Which state does Sustain say he lives in, according to the forum thread on growing marijuana legally?

(Beginning of Document text)

# Where can I grow legally?



## Sustain (May 3, 2013)

Hello, I am a depressed guy. I see the world in a different perspective than most people... and I find the bad things in everything I look at. I can't be happy and thats fine. Marijuana makes me see the beauty in things, and it has done wonderful things for me since I found it 2 years ago.

I am not high all the time. I get high I would say 10-20 percent of the time I am awake, and its more of a relax kind of feeling that I get, and everything is just better.


Why I say the back story I don't know.... but moving on:

I have no physical illness, and I would assume smoking for depression is not something I can get my license with fairly so I'm guessing I'd have to lie about some problem I have.... or exaggerate about some problem I actually have, like I do actually have back pain, but not to the point that I need a drug.


Again... moving on lol....

I grew my first plant recently... and enjoyed it thoroughly. It was an awesome experience to take from seed a beautiful plant and nurture it into something that makes me .... high... lol. I don't want to make light of it though, I REALLY enjoyed this hobby. Each new set of leaves sprouting... having to take care of it when she started getting sick, or fighting off some gnats.... everything was just fantastic. The entire time though I kept thinking... what if I get caught? What if one of my friends get mad at me and tells the police? So... I took every piece of equipment I had bought... all the seeds I bought... and got rid of them. I took a $400 loss on all of it to some guy on craigslist in fact (minus the seeds, trying to throw them away at the moment and its hard lol). 

So I come to this question:

Where can I go to grow my own plant or plants legally and what do I have to do to do it?

I live in Louisiana, which I hear is the worst state on marijauana which I guess it another reason I gave up my craft.


Also... do I have to lie? Or can I tell a doctor my real reason? I was on anti-depressants... and I honestly considered suicide for the first time in my life while on them... and I firmly believe that they are the cause... as I would never kill myself, I'm not on here for a pity party.

If I have to lie... what can I say? 

Can I even grow for myself in another state or is it just internet hype?

Can I grow more than 1 plant? I would enjoy having 10 half ounce harvests more than 1 half pound harvest, but I guess the law doesn't see it that way, more plants = more pot to them.


Thanks for any of your thoughts guys, keep smoking and stop taking pills and drinking booze!!


----------



## Firstoffallen (May 4, 2013)

No where 100% legally.... But glad youve take up an interest. *&#8220;Make the most of the Indian hemp seed, . . . and sow it everywhere!&#8221; *


----------



## Sustain (May 7, 2013)

I hear all the time that if you move to colorado, find some backwoods doctor, get a license and you can grow 3 plants and smoke anytime you want without worrying about going to jail. Is it really that simple?


----------



## Firstoffallen (May 11, 2013)

(End of Document text)
(Beginning of Collected material)

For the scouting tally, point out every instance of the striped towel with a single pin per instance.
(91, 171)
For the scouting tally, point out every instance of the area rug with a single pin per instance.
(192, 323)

(End of Collected material)

-- Result for this exercise --
Louisiana